题解 | #链表中倒数最后k个结点# 快慢指针/栈/递归

解法1:快慢指针

快指针先走K-1步慢指针再出发，当快指针到结尾的时候时候，慢指针就到了倒数第K个节点

import java.util.*;
public class Solution {

    public ListNode FindKthToTail (ListNode pHead, int k) {
        if (pHead == null || k == 0) {
            return null;
        }
        if (pHead.next == null && k == 1) {
            return pHead;
        }
        if (pHead.next == null && k > 1) {
            return null;
        }
        ListNode slow = pHead;
        ListNode fast = pHead;
        int count = 1;
        while(count < k && fast.next != null) {
            fast = fast.next;
            count++;
        }
        if(count < k){
            return null;
        }

        while(fast.next != null){
            slow = slow.next;
            fast = fast.next;            
        }
        return slow;
    }
}

解法2:借助

全部入栈之后，依次出栈，第k个出来的就是倒数第K个

import java.util.*;
import java.util.*;
public class Solution {
    public ListNode FindKthToTail (ListNode pHead, int k) {
        if (pHead == null || k == 0) {
            return null;
        }
        Stack<ListNode> visited = new Stack<ListNode>();
        while (pHead != null) {
            visited.push(pHead);
            pHead = pHead.next;
        }
        int count = 0;
        ListNode result = null;
        while(!visited.empty() && count < k) {
            result = visited.pop();
            count++;
        }
        if(count < k) {
            return null;
        }
        return result;
    }
}

解法3:递归

import java.util.*;
import java.util.*;
public class Solution {
    int size = 0;
    public ListNode FindKthToTail (ListNode pHead, int k) {
        if (pHead == null || k == 0) {
            return null;
        }
        ListNode node = FindKthToTail(pHead.next, k);
        size++;
        if(size < k) {
            return null;
        } else if (size == k){
            return pHead;
        } else {
            return node;
        }
    }
}

参考牛客的一个帖子得到的办法

**记录**
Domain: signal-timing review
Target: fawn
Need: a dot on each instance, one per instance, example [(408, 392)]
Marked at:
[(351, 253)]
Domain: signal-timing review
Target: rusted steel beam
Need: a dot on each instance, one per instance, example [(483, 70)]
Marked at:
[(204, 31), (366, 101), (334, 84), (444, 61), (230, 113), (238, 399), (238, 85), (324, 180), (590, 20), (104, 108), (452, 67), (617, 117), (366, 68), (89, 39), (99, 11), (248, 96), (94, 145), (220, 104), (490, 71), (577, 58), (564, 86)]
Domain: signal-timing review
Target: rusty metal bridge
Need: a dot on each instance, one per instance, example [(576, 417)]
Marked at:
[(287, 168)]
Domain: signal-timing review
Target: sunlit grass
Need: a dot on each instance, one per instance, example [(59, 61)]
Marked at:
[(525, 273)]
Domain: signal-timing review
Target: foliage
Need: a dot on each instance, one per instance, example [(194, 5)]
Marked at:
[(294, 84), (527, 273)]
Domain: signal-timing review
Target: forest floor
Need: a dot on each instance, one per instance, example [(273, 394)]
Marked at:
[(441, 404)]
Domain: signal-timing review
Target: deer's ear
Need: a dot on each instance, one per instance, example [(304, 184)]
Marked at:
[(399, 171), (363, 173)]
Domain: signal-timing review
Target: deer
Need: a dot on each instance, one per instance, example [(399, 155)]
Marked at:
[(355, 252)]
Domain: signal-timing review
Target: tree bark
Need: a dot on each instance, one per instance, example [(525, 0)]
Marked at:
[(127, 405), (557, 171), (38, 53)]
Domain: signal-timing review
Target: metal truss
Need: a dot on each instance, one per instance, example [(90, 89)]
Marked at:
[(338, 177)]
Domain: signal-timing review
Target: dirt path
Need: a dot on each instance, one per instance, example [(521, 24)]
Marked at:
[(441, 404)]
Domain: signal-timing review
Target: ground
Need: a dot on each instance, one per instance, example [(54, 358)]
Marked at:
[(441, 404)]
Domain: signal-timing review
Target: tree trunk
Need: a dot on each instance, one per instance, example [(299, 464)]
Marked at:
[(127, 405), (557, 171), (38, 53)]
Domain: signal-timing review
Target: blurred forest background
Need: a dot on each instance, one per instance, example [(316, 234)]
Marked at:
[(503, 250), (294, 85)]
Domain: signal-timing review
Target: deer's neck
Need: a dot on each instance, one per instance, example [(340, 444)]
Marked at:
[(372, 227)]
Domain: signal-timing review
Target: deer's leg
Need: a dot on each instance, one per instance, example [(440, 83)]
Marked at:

**练习任务**
把链表题解页面中的句子“全部入栈之后，依次出栈，第k个出来的就是倒数第K个”译成英语。

**参考答案**
After everything has been pushed onto the stack, pop the items one by one; the k-th one to come out is the k-th from the end.